## Task instructions
Add 88 to every coordinate in the answer points of the items below, writing all their lines out again with only those numbers changed. Begin at the line that has "hair as a single point per instance." and stop after the last line of the items.

↓

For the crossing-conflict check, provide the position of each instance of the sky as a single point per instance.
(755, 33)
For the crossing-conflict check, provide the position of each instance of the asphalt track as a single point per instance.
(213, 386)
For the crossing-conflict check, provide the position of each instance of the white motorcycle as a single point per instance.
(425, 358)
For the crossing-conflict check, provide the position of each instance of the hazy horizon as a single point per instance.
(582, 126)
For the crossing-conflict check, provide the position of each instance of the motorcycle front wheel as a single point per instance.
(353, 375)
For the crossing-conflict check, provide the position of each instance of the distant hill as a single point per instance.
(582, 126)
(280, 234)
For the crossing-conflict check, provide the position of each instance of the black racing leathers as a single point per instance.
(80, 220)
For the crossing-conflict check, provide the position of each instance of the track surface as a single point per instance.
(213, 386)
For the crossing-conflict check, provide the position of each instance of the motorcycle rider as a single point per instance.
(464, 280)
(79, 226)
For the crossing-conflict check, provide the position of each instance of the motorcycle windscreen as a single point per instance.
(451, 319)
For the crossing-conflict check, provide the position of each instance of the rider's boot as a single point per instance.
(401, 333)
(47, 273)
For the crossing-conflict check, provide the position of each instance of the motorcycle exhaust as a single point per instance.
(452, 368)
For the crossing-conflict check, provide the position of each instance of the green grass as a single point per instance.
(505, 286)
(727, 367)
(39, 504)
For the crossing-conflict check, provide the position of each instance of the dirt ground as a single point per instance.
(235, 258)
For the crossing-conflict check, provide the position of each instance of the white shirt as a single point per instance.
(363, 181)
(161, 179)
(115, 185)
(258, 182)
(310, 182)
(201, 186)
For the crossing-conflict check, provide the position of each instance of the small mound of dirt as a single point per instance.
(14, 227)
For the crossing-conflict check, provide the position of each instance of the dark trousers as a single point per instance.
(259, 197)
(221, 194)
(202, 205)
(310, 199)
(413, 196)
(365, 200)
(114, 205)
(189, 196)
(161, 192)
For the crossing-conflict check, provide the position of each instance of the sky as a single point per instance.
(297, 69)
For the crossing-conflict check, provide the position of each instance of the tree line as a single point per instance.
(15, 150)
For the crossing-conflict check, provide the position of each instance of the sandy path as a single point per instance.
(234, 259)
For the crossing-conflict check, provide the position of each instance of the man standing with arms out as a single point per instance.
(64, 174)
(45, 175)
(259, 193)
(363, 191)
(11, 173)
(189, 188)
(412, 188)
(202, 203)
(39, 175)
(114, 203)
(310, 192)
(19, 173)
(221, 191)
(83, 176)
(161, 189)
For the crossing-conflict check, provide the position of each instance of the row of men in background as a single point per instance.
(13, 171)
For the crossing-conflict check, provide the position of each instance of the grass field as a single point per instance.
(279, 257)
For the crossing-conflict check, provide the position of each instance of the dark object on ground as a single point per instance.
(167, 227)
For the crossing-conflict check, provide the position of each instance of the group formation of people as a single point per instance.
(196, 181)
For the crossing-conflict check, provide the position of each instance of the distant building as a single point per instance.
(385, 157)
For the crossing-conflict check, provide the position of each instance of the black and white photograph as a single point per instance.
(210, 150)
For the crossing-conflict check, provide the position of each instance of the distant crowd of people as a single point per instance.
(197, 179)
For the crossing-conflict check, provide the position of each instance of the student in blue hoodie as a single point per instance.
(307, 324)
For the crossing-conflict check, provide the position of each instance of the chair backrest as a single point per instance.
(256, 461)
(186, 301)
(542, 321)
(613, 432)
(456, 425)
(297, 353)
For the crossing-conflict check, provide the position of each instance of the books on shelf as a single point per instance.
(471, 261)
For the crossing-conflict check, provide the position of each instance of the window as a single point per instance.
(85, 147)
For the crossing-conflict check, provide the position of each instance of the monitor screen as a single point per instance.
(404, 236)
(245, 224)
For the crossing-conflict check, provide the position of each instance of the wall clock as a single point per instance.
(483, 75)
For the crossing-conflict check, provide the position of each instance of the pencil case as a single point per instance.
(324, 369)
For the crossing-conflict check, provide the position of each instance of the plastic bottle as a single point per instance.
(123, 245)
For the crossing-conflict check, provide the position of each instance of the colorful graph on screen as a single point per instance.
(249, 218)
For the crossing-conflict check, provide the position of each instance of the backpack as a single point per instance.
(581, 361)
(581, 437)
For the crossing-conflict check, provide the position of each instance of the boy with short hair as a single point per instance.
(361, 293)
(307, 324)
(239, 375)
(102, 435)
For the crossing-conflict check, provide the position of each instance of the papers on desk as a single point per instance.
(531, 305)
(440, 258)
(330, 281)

↑

## Task answer
For the crossing-conflict check, provide the position of each instance of the boy with short hair as a single point per instance.
(449, 381)
(395, 412)
(327, 463)
(190, 523)
For the crossing-conflict check, provide the position of each instance of the papers on desk as a single point per instance.
(619, 393)
(528, 346)
(418, 369)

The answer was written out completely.